### Working data
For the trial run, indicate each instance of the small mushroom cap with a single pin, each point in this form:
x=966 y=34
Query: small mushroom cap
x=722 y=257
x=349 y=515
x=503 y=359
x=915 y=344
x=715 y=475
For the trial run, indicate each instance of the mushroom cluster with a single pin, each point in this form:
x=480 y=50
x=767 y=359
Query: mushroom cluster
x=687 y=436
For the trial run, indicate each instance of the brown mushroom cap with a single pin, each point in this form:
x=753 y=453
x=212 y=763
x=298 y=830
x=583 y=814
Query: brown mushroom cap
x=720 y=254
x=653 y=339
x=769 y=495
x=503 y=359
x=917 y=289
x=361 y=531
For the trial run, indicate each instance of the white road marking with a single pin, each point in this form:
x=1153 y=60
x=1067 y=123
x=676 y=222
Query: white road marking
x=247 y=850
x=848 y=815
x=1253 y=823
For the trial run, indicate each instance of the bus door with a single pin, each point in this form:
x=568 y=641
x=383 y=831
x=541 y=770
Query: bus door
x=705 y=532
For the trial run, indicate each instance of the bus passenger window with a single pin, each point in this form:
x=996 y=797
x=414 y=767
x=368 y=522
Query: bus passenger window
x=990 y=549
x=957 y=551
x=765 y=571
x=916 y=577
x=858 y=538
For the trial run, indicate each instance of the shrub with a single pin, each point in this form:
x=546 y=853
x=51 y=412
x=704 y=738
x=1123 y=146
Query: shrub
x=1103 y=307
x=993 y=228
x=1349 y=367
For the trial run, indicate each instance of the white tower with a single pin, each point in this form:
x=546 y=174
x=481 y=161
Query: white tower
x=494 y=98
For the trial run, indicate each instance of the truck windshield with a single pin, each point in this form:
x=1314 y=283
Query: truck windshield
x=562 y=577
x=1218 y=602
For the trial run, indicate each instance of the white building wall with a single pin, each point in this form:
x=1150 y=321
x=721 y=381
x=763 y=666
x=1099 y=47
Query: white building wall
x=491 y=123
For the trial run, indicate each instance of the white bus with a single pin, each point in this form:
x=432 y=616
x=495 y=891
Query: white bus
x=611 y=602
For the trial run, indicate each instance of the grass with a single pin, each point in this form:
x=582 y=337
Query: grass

### Set task
Rewrite all the rows above as a Markdown table with two columns, Number and Line. Number the rows in order, put each one's text under Line, and leave out any blank lines.

### Expected answer
| Number | Line |
|---|---|
| 1 | For the trial run, indicate each instance of the small mushroom cap with a single pin, each point in this form: |
| 2 | x=966 y=34 |
| 3 | Query: small mushroom cap |
| 4 | x=722 y=257 |
| 5 | x=349 y=515 |
| 6 | x=503 y=359 |
| 7 | x=915 y=344 |
| 8 | x=715 y=475 |
| 9 | For the trial run, indicate each instance of the mushroom cluster with a single pin, each point in this form: |
| 10 | x=480 y=50 |
| 11 | x=767 y=359 |
| 12 | Query: mushroom cluster |
| 13 | x=687 y=436 |
| 14 | For the trial run, indicate each instance of the brown mushroom cap with a single pin, each point in this form: |
| 15 | x=753 y=453 |
| 16 | x=212 y=763 |
| 17 | x=298 y=830 |
| 18 | x=583 y=814 |
| 19 | Query: brown mushroom cap |
| 20 | x=720 y=254 |
| 21 | x=653 y=339 |
| 22 | x=769 y=495 |
| 23 | x=503 y=359 |
| 24 | x=917 y=289 |
| 25 | x=361 y=531 |
| 26 | For the trial run, indicate each instance of the white road marking with a single pin, each point in this form: |
| 27 | x=1153 y=60 |
| 28 | x=1067 y=123 |
| 29 | x=676 y=222 |
| 30 | Query: white road marking |
| 31 | x=247 y=850 |
| 32 | x=848 y=815 |
| 33 | x=1253 y=823 |
| 34 | For the trial run, indicate each instance of the bus door with a single pin, each point in this form: |
| 35 | x=568 y=641 |
| 36 | x=383 y=831 |
| 37 | x=541 y=770 |
| 38 | Query: bus door |
| 39 | x=705 y=532 |
| 40 | For the trial run, indicate each instance of the bus passenger window with a single pin, each point in this form: |
| 41 | x=996 y=797 |
| 42 | x=414 y=767 |
| 43 | x=368 y=522 |
| 44 | Query: bus passenger window |
| 45 | x=990 y=549 |
| 46 | x=957 y=551 |
| 47 | x=765 y=571 |
| 48 | x=916 y=577 |
| 49 | x=858 y=538 |
| 50 | For the trial run, indicate each instance of the shrub with a single pin, each point in this form: |
| 51 | x=546 y=853 |
| 52 | x=51 y=412 |
| 53 | x=704 y=738 |
| 54 | x=1123 y=146 |
| 55 | Query: shrub |
| 56 | x=1103 y=307 |
| 57 | x=993 y=228 |
| 58 | x=1349 y=367 |
| 59 | For the trial run, indicate each instance of the white tower with a single pin, each point in this form: |
| 60 | x=546 y=174 |
| 61 | x=481 y=161 |
| 62 | Query: white tower |
| 63 | x=494 y=98 |
| 64 | For the trial run, indicate each instance of the truck windshield with a single pin, each point in this form: |
| 65 | x=1314 y=283 |
| 66 | Query: truck windshield |
| 67 | x=562 y=577 |
| 68 | x=1218 y=602 |
| 69 | For the trial run, indicate each instance of the white building wall with a single pin, each point in this form: |
| 70 | x=1150 y=321 |
| 71 | x=721 y=381 |
| 72 | x=763 y=666 |
| 73 | x=1099 y=47 |
| 74 | Query: white building wall |
| 75 | x=491 y=123 |
| 76 | For the trial run, indicate each instance of the white bus with a single pin, each point in this form: |
| 77 | x=432 y=616 |
| 78 | x=495 y=891 |
| 79 | Query: white bus |
| 80 | x=611 y=602 |
| 81 | For the trial run, indicate each instance of the grass with a single pin, each point in this form: |
| 82 | x=582 y=337 |
| 83 | Query: grass |